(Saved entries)
===

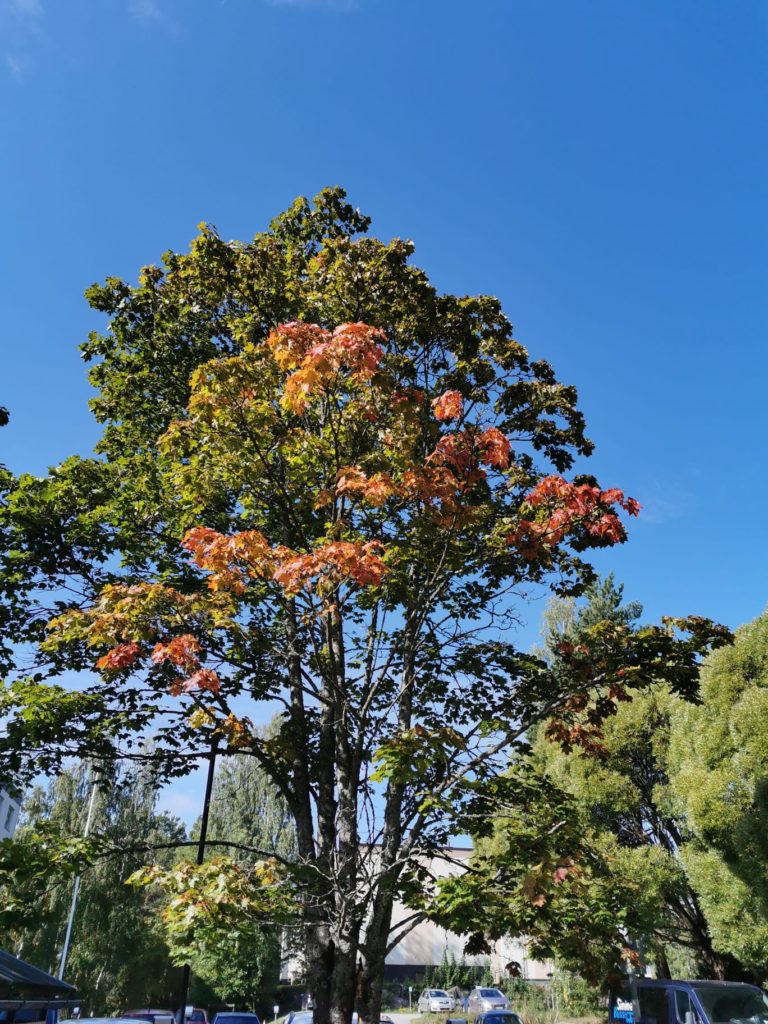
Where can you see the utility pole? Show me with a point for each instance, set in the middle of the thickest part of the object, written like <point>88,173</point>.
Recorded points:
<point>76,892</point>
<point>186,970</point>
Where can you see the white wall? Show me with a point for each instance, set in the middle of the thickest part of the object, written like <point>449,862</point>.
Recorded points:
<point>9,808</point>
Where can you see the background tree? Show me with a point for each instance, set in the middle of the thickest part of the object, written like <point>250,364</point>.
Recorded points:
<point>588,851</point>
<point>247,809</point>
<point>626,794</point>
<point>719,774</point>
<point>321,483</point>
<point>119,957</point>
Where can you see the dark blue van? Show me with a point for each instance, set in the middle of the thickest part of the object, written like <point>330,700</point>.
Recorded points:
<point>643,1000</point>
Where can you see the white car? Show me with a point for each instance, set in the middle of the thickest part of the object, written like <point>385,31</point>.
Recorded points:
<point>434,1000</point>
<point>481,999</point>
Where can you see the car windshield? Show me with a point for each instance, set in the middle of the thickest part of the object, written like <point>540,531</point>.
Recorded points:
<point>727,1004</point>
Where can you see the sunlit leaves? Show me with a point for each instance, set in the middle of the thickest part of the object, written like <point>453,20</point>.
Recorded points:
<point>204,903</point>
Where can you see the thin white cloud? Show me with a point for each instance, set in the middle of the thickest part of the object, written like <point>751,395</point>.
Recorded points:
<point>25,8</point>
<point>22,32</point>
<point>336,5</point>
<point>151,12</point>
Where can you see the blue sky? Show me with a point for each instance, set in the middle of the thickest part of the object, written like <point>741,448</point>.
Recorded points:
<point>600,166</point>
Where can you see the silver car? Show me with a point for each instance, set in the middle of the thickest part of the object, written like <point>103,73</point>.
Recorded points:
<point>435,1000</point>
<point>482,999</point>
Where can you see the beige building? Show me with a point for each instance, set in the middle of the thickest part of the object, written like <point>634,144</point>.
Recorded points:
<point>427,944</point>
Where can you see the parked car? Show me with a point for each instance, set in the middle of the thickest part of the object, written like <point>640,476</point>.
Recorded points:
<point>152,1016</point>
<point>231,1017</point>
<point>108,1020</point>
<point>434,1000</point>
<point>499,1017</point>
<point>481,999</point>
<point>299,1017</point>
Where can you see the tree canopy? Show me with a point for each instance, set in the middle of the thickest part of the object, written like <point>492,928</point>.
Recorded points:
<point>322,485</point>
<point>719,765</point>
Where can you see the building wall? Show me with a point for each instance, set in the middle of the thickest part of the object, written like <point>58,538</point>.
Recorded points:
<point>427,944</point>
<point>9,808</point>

===

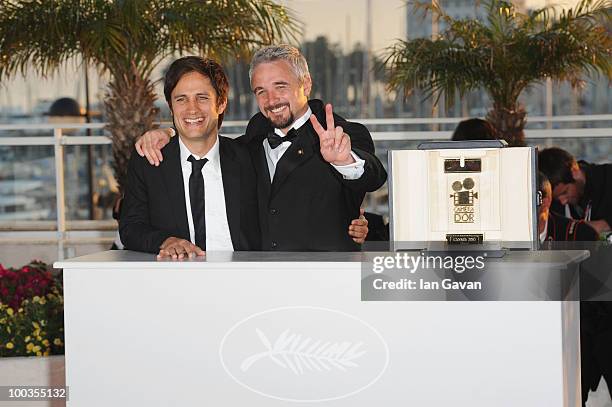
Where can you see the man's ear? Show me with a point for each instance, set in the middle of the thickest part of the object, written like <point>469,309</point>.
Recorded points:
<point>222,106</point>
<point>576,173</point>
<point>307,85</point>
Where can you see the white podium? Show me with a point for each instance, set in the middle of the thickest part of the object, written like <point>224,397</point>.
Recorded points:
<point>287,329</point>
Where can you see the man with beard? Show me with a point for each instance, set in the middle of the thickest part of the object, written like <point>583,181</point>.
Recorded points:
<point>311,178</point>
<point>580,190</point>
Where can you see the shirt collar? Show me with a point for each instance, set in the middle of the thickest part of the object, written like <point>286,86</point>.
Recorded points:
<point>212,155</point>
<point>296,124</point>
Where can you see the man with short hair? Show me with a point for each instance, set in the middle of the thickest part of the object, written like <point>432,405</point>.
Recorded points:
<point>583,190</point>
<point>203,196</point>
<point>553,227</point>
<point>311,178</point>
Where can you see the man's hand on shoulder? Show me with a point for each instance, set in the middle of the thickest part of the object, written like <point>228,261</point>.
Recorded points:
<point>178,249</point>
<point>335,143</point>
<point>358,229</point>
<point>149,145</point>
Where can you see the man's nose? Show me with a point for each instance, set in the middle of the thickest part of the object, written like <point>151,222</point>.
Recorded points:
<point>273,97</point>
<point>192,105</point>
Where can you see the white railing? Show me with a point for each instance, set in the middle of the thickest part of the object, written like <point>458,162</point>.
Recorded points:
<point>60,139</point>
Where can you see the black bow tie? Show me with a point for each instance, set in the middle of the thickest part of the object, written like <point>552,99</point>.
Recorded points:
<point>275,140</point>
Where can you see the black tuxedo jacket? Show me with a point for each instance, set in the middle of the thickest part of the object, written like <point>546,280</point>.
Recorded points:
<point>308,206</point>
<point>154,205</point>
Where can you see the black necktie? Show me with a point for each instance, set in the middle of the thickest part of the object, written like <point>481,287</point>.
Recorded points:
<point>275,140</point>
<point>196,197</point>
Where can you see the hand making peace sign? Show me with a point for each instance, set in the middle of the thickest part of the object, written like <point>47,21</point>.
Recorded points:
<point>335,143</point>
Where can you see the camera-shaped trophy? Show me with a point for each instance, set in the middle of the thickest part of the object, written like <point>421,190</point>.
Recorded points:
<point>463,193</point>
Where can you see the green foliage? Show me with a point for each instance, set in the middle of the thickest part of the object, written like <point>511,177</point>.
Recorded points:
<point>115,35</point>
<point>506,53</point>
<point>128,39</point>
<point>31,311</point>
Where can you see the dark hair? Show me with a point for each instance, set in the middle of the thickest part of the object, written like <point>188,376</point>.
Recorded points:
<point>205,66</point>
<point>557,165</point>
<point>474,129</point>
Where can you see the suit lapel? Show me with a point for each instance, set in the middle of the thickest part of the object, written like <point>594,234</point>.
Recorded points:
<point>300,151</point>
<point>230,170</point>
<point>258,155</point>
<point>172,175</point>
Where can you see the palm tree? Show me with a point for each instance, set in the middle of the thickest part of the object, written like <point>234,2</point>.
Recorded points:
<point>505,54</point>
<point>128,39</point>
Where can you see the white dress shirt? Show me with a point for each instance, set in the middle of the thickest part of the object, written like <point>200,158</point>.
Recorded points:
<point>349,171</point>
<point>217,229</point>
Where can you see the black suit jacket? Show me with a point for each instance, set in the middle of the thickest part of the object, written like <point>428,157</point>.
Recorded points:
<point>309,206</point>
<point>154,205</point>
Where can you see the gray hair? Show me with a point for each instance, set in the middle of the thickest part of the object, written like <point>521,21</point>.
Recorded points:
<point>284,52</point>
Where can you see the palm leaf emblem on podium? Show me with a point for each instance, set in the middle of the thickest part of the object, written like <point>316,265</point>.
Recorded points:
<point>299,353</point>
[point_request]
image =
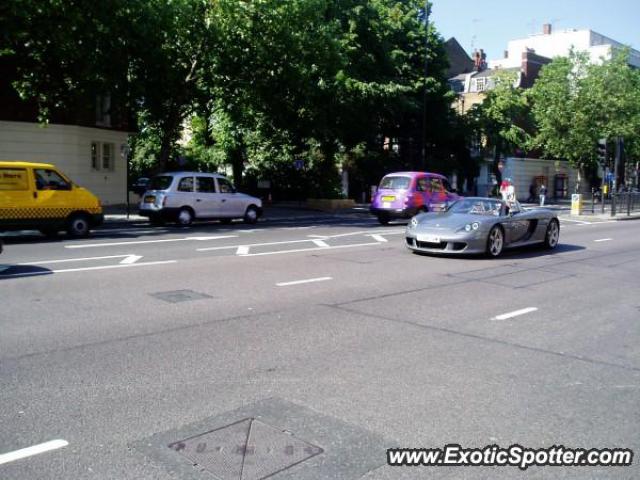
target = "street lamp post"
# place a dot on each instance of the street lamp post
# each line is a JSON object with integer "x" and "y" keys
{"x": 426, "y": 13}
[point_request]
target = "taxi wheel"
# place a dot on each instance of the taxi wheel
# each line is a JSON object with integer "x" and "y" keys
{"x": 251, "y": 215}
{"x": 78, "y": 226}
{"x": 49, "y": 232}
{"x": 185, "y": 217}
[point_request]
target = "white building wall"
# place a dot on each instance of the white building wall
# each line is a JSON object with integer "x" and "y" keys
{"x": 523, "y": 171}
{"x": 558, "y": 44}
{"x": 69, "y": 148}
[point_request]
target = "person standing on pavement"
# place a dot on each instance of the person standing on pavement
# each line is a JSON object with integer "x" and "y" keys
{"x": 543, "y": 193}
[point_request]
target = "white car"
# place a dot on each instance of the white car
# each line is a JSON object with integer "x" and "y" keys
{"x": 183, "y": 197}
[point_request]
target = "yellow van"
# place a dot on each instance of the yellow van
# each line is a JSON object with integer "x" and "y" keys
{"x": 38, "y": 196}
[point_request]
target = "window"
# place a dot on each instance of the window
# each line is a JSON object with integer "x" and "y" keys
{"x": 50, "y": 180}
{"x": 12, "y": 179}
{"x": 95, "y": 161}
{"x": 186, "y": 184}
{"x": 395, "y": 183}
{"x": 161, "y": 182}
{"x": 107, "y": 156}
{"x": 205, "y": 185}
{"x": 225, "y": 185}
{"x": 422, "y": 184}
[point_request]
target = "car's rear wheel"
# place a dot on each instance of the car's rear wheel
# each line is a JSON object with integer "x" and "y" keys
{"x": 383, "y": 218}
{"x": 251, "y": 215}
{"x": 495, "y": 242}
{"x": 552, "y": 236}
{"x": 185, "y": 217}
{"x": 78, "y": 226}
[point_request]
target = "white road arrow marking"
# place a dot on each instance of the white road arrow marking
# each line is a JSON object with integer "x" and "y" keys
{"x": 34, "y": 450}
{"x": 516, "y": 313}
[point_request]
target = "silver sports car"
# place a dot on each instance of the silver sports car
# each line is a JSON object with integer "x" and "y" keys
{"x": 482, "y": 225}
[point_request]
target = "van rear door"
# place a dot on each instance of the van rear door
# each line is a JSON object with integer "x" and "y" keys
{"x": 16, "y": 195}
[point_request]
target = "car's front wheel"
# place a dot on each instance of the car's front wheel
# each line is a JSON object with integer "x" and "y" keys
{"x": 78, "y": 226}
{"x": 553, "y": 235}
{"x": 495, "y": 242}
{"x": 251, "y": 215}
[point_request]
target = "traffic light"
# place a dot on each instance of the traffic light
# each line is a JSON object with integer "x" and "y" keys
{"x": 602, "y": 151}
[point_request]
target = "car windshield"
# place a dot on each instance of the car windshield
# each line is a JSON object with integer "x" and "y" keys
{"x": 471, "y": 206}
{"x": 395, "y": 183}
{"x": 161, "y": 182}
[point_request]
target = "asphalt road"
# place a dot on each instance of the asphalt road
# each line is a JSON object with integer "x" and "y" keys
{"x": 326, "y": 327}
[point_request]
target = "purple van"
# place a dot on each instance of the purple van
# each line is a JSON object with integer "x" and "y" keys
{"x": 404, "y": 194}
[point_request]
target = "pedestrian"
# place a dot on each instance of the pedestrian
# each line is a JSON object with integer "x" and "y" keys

===

» Problem requirements: What you return must be an exact retyping of the lines above starting at the line with "Where can you see the utility" and ending at the line with "Where can you see the background", and nothing besides.

» Solution:
Where can you see the utility pole? Show me with a point for each instance, set in the middle of the thickest part of the object, written like <point>88,173</point>.
Recorded points:
<point>76,892</point>
<point>186,970</point>
Where can you see the white wall? Show me with a point for each instance, set in the middle of the thickest part of the object, written like <point>449,862</point>.
Recorded points:
<point>9,808</point>
Where can you see the background tree? Show me with a point for each instance, set in the middle of the thickest part of the object, written like <point>250,364</point>.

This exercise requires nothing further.